[Goal of the exercise] Please lay out the records from the line with "query: the noun phrase to segment: shrub row" up to and including the line with "POLYGON ((682 492, 722" as a JSON list of strings, one string per line, with blank lines left out.

§ §

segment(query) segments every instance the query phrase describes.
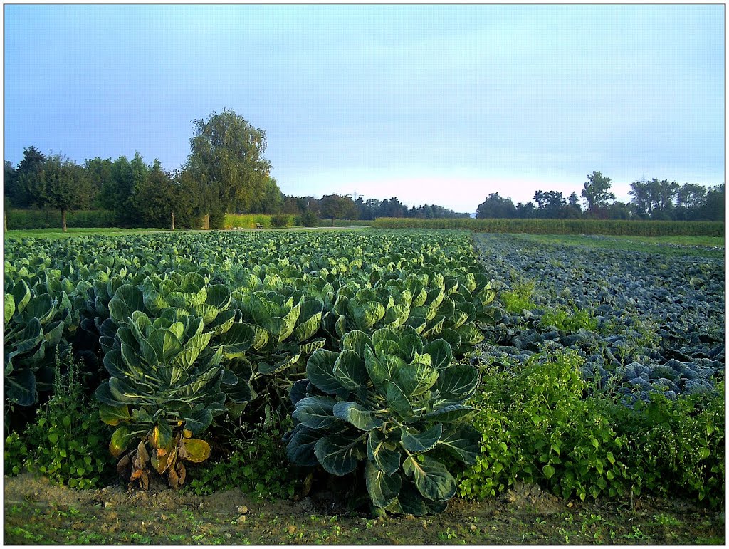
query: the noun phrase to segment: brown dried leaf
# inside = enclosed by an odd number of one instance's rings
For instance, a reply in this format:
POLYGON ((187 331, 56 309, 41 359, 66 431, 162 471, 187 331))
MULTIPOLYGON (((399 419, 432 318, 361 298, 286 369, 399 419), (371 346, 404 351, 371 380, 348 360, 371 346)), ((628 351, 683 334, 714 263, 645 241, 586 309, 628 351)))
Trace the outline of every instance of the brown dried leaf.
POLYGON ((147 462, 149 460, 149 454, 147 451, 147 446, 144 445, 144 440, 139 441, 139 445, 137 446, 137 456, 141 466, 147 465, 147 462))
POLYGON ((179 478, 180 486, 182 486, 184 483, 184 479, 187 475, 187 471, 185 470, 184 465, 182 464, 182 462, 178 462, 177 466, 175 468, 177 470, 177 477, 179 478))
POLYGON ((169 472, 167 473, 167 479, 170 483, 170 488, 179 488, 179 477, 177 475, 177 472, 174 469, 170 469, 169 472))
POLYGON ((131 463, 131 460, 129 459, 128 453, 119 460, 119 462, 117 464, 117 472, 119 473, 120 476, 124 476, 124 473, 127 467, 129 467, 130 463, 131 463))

§ §

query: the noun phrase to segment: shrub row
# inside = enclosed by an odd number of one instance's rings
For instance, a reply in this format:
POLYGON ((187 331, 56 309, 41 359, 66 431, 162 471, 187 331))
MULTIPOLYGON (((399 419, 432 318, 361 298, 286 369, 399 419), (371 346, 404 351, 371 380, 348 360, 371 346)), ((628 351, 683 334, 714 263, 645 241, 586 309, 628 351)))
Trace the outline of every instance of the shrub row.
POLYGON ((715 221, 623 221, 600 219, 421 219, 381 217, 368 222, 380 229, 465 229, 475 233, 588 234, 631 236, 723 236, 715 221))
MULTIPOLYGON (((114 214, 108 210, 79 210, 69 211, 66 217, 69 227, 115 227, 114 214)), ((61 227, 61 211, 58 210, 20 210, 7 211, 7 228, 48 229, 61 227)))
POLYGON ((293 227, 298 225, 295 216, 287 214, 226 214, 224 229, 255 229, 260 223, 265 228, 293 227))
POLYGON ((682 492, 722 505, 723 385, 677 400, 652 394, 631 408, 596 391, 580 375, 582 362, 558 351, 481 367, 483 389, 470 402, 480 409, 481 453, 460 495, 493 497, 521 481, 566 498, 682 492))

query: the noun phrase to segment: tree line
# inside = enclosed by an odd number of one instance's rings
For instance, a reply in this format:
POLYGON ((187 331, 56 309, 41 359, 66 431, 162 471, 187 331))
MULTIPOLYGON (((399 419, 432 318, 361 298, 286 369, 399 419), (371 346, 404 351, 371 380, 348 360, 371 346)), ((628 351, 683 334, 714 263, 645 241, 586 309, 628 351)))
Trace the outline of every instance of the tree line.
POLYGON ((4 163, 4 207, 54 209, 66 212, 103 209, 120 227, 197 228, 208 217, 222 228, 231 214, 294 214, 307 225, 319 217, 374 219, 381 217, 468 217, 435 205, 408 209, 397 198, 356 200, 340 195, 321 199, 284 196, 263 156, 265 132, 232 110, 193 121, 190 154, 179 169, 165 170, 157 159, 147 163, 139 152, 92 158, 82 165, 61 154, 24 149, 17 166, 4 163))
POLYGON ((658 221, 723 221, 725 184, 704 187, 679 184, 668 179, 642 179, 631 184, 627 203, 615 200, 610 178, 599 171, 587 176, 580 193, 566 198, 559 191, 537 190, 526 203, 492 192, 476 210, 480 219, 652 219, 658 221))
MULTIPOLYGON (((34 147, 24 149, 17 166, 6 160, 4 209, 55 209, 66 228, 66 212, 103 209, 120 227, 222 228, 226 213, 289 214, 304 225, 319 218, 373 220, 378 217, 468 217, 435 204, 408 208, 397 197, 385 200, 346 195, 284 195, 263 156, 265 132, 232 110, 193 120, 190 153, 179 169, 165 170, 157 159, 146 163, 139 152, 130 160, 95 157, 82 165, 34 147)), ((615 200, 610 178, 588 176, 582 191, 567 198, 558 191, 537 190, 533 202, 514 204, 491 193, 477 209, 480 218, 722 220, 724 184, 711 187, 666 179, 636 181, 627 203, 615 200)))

§ §

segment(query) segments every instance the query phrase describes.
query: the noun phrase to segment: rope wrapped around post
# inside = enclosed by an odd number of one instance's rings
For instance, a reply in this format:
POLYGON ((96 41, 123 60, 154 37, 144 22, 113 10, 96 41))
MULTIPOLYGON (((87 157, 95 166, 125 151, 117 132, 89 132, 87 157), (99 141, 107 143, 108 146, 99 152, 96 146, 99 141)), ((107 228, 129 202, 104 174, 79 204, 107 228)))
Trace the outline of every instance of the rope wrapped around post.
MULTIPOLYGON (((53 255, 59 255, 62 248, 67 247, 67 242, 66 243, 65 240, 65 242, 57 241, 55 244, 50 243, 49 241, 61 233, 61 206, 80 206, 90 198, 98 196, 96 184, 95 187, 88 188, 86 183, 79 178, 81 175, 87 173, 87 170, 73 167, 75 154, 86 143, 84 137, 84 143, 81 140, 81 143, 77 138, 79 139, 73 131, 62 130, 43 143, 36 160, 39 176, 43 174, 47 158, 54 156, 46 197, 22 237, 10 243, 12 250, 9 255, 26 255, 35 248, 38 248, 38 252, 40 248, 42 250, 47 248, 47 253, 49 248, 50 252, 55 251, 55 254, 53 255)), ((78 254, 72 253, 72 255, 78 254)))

§ §

[Answer for the task]
[
  "query: the noun phrase to segment: shrub row",
  "# inside = enclosed by an odd number of one instance's rings",
  "For instance, a reply in this format:",
  "POLYGON ((187 331, 56 309, 41 359, 66 431, 162 471, 187 331))",
  "MULTIPOLYGON (((399 419, 432 318, 361 298, 286 369, 399 419), (371 346, 404 351, 371 380, 348 360, 371 346)), ((628 351, 683 334, 714 263, 645 241, 586 309, 628 351)))",
  "Trace the outline of every instance of the shrub row.",
  "POLYGON ((715 221, 623 221, 600 219, 421 219, 381 217, 368 222, 380 229, 465 229, 475 233, 588 234, 631 236, 723 236, 715 221))",
  "MULTIPOLYGON (((114 214, 108 210, 79 210, 69 211, 66 217, 69 227, 115 227, 114 214)), ((61 227, 61 211, 58 210, 20 210, 7 211, 7 228, 48 229, 61 227)))",
  "POLYGON ((293 227, 298 225, 295 216, 287 214, 226 214, 224 229, 255 229, 260 223, 265 228, 293 227))",
  "POLYGON ((682 492, 722 505, 723 385, 677 400, 652 394, 631 408, 596 391, 580 375, 582 362, 558 351, 481 367, 483 389, 470 402, 480 409, 481 453, 460 495, 493 497, 521 481, 566 498, 682 492))"
]